_PAGE TEXT_.
⁂
Moras said the focus she’s put into her YouTube channel and online training studio is so that she has an audience to expand into more kinds of training in the future.
“I want to add more instructors to my studio and develop more content than I am now,” she said. “What I make now fans love, and I know I can continue to make more of it.”
Recognize Your Power
Confidence is something that Green said more student-athletes need as they venture into monetizing their brands.
“Companies and brands are going to approach you because of what you’ve achieved,” she said. “Don’t lose sight of how hard you’ve worked to get to where you are, where people want to work with you, where you have a following. You need to remember that you have the upper hand.”
All student-athletes have the potential to become entrepreneurs, D’Ambrosio said.
“We have worked with thousands of student entrepreneurs, and many don’t know how much opportunity and support they have to explore entrepreneurship,” D’Ambrosio said. “We encourage all students to experience entrepreneurship. They might be successful and make a lot of money, or they just get a lot of valuable business experience they use in other areas. Either way, the experience is lifechanging.”
⁂
_DATA LISTING_.
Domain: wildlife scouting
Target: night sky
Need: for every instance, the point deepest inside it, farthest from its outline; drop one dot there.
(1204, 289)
⁂
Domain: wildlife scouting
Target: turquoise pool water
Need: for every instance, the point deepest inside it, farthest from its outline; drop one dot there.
⁂
_PROBLEM TO SOLVE_. Update the stretch of the passage on student-athlete entrepreneurship from "Moras said the" through "entrepreneurs, D’Ambrosio said.", changing "upper hand" to "advantage". The records come from a different source than the text.

_WORKED SOLUTION_.
Moras said the focus she’s put into her YouTube channel and online training studio is so that she has an audience to expand into more kinds of training in the future.
“I want to add more instructors to my studio and develop more content than I am now,” she said. “What I make now fans love, and I know I can continue to make more of it.”
Recognize Your Power
Confidence is something that Green said more student-athletes need as they venture into monetizing their brands.
“Companies and brands are going to approach you because of what you’ve achieved,” she said. “Don’t lose sight of how hard you’ve worked to get to where you are, where people want to work with you, where you have a following. You need to remember that you have the advantage.”
All student-athletes have the potential to become entrepreneurs, D’Ambrosio said.